- [Required action 1]:
In the passage on selling a house in Spain below, shorten the paragraph that begins "For example, all too often we see clauses" while keeping its main facts.
- [Required action 2]:
Extend the passage on selling a house in Spain below, beginning right after its final sentence.

- [Supplied passage]:
- Opening Delimiter -

Once someone is selling house in Spain, this decision will probably come from the urge to go back to one’s home country for whatever important reason. Or perhaps it is a market triggered decision due to the chance of getting a considerable profit margin when prices raise, or the other way round when economy falls.
For example, events like the Covid-19 outbreak may harm the economy and thus, force many small owners to sell in order to realise cash needed to survive; and purchasers will very probably be “bigger fish” like rich opportunity chasers or the so called vulture funds.
So, nowadays selling property is likely to be a time-sensitive matter, so most sellers opt for accelerating the process using the support of a Real Estate agency. But, supposing this is your case and think of -or already on the course- of selling house in Spain, consider our following reflexion first…
Quite often when someone intends to sell property in Spain they sign an exclusive contract with the real estate agency for the marketing of the property.
However, all too often, the contract contains a number of clauses that would be considered legally ‘unfair’, on the basis that the customer is a “consumer” when contracting with the real estate agency, and therefore such clauses would be unenforceable.
For example, all too often we see clauses which state that the real estate agency’s commission should be fully payable when a preliminary contract is signed by the purchaser. Of course, the fact that an initial contract has been signed and a deposit signed is no guarantee that the purchaser will complete on the sale. It is very unfair to the person selling the house that they should pay the entire commission for a sale that has not yet – and may never – take place. Such clauses should be eliminated from any contract signed with a real estate agency.

- Closing Delimiter -

- [Source data]:
- Opening Delimiter -

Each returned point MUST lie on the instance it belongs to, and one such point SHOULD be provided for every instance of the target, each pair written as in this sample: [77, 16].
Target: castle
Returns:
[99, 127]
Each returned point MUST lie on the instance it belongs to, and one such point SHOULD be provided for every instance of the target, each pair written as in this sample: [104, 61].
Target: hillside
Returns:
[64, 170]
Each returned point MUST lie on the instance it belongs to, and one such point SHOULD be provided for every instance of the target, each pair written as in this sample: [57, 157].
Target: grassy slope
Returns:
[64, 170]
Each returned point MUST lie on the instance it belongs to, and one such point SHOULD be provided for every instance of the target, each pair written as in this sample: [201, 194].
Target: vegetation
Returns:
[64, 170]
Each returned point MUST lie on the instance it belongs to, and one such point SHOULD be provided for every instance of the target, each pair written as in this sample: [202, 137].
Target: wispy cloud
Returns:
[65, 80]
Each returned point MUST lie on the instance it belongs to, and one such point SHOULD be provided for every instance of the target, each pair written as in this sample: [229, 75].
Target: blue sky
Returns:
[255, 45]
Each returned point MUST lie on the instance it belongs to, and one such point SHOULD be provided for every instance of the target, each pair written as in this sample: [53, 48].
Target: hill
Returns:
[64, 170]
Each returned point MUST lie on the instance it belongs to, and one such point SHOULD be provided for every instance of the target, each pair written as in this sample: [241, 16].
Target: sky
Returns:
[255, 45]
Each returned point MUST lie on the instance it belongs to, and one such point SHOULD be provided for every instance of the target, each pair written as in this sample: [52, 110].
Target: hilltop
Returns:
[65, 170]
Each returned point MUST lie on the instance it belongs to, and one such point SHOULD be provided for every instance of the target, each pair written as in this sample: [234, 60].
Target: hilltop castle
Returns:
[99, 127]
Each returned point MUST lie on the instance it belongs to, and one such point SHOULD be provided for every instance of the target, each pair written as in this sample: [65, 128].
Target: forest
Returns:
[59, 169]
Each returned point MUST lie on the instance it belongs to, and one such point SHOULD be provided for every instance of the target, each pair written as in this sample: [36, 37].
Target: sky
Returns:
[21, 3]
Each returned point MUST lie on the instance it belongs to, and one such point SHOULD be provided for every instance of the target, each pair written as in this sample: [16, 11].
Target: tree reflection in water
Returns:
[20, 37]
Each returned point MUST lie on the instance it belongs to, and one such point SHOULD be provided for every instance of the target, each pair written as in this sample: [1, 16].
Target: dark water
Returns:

- Closing Delimiter -

- [Task answer 1]:
Real estate agency contracts often require the seller to pay the full commission once the purchaser signs a preliminary contract. A signed initial contract and a deposit do not guarantee that the purchaser will complete the sale. Making the seller pay the entire commission for a sale that has not happened, and may never happen, is very unfair. Such clauses should be removed from any contract with a real estate agency.

- [Task answer 2]:
In Spain it is unfortunately quite common for real estate agencies to attempt to offer services traditionally associated with the legal profession and they create clauses in their contracts relating to all types of issues that, quite frankly, exceed their knowledge.
Both professions have a role to play, but it would be preferable from the client’s point of view that the role of the estate agent be restricted to the promotion of the property and the economical negotiation with the potential buyer, transferring offers and counter offers.
The lawyer, on the other hand, can help the vendor manage the terms of any contract they enter into – either with the purchaser, or indeed with the real estate agency, ensuring, for example, that it does not establish an unfair exclusivity term, an out-of-market commission, a minimum payment corresponding to the sale price and other issues that may arise in the relationship between the seller and the real estate agency.